◆ Task to complete ◆
Output exactly the lines below, starting with the line that has "Please pick out" and going on through the line that has "Please return a", both included, and no other lines.

◆ Dataset extract ◆
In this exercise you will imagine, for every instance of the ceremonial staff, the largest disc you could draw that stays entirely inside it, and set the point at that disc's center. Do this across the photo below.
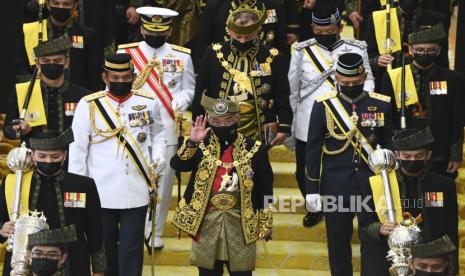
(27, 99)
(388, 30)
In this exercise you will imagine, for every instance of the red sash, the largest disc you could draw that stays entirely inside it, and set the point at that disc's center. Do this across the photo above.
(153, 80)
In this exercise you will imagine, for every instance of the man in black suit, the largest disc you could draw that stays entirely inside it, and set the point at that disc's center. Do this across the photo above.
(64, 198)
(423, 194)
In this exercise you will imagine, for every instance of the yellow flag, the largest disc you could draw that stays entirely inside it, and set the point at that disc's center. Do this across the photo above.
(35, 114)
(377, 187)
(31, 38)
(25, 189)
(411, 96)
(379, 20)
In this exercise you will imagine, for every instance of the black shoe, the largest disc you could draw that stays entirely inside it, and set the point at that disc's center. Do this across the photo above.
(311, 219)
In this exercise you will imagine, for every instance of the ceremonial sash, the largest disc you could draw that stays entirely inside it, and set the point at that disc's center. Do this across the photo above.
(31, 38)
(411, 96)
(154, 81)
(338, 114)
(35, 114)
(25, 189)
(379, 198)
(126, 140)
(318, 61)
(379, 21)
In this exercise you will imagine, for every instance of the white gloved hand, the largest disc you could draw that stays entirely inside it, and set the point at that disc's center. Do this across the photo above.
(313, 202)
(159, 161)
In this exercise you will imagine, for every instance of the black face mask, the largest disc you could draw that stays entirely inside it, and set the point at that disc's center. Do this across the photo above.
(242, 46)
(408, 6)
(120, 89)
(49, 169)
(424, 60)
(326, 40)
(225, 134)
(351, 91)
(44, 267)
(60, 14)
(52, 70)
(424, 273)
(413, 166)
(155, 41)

* * *

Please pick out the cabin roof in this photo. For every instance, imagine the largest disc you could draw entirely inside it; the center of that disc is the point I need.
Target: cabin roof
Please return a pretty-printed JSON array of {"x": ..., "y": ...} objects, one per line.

◆ Exercise result ◆
Please pick out the cabin roof in this photo. For every instance, imagine the largest disc you could draw entirely inside it; the center of that disc is the point I need.
Target: cabin roof
Please return a pretty-printed JSON array of {"x": ..., "y": ...} objects, one per line.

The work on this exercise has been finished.